Problem set -
A. In the commentary on the Senators' botched Dadonov trade, who is named as the team's new owner?
B. Carry on the commentary on the Senators' botched Dadonov trade from its final sentence.

Text block -
It's very frustrating as a Senators fan for multiple reasons. Firstly, I have no idea why or how the Senators got it wrong, but they either blatantly lied about the NTC or were incompetent enough that they missed something incredibly important. Secondly, the fact that there is no central registry in the NHL for things like this so they can step in before deals are finalized is asinine. Dorion and the front office made a mistake, but the NHL should have been able to rectify things sooner before word even got out that Dadonov had been "traded" to the Ducks.

Although the NHL should have some blame here, it ultimately falls on Ottawa. With a careless mistake that will make the organization lose a draft pick or money, it makes me wonder if this is the final error that Dorion can afford. New owner Michael Andlauer obviously hasn't been around during all of Dorion's tenure, but I can't imagine he's feeling all that confident in him, especially considering he was likely on thin ice to begin with—not necessarily because of the track record, but because owners like to bring in their own people.

Extracted material -

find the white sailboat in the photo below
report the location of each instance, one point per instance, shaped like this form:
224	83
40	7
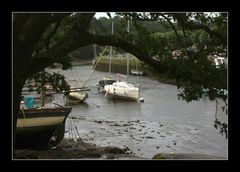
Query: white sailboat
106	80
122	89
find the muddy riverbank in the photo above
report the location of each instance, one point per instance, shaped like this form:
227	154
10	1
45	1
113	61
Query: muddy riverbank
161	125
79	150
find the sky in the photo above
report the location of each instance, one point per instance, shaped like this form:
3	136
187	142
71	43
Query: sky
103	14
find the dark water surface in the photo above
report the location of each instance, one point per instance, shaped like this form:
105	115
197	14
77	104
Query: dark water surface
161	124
--
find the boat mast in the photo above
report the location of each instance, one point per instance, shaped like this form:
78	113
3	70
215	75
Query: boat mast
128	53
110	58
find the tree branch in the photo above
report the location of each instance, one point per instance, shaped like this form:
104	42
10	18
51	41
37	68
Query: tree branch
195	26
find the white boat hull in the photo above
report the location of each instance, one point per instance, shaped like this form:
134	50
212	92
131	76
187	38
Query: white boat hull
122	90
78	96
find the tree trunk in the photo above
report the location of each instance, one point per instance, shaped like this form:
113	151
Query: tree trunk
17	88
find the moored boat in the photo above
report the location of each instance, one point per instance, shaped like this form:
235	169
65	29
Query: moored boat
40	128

Exercise responses -
A. Michael Andlauer

B.
I don't want to paint Dorion's time in Ottawa as a complete failure, because there are plenty of good things: drafting Brady Tkachuk, Tim Stützle, Jake Sanderson, Drake Batherson, Ridly Greig, and Shane Pinto, acquiring Josh Norris, Jakob Chychrun, Artem Zub, Claude Giroux, Anton Forsberg, etc., and extending most of their core to great deals. However, there have been some issues as well:

  • The aforementioned Dadonov fiasco where they will have to lose either a pick(s) and/or money.
  • The Cody Ceci for Nikita Zaitsev trade, which ended up with the Senators attaching a 2nd and 4th round pick just to dump Zaitsev.
  • The Matt Murray trade/extension which cost a 2nd rounder and Jonathan Gruden plus a 4-year deal worth $6.5M. Murray was so underwhelming that Dorion needed to trade a 3rd and 7th round pick to Toronto while keeping 25% of the contract, which expires next summer.
  • The Matt Duchene trade, which essentially made them lose out on Bowen Byram in the 2019 draft (or they could have taken someone like Moritz Seider, Trevor Zegras, or Dylan Cozens). This had people excited at the time, but it was poor planning.
  • Somehow not signing Shane Pinto has worked out due to his 41-game suspension, but in August Dorion was unaware of this suspension and had no plan to fit him onto the roster. It's still unclear what the plan is to free up a sliver of cap space.
  • Trading Filip Gustavsson for Cam Talbot, with Gustavsson immediately becoming a star in Minnesota.
  • Almost the entire 2021 draft...the fact that a 2nd rounder, Ben Roger, didn't even receive an entry-level contract is a massive failure. I want to be careful to not call Tyler Boucher a complete lost cause because he has intriguing tools, but taking him 10th overall seems like the ultimate galaxy-braining.
  • Getting nothing for Mike Hoffman and even moving down a round in the draft.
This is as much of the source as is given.